* [Records supplied]:
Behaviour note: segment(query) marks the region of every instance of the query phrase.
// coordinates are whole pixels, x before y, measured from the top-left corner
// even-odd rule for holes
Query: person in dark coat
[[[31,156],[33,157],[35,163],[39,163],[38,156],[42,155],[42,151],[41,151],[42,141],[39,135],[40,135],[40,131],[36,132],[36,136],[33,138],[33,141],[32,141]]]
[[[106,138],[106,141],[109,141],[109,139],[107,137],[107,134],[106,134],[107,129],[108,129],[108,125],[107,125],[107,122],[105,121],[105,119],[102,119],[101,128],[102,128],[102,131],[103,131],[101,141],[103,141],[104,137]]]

* [What you should do]: Copy out the entries from the material above, matching each one exactly.

* [Expected answer]:
Behaviour note: segment(query) marks the region of every instance of the query phrase.
// coordinates are whole pixels, x before y, measured from the top-left corner
// even-odd rule for holes
Query: person in dark coat
[[[31,156],[33,157],[35,163],[39,163],[38,156],[42,155],[42,151],[41,151],[42,141],[39,135],[40,135],[40,131],[36,132],[36,136],[33,138],[33,141],[32,141]]]
[[[106,138],[106,141],[109,141],[109,139],[107,137],[107,134],[106,134],[107,129],[108,129],[108,125],[107,125],[107,122],[105,121],[105,119],[102,119],[101,128],[102,128],[102,131],[103,131],[101,141],[103,141],[104,137]]]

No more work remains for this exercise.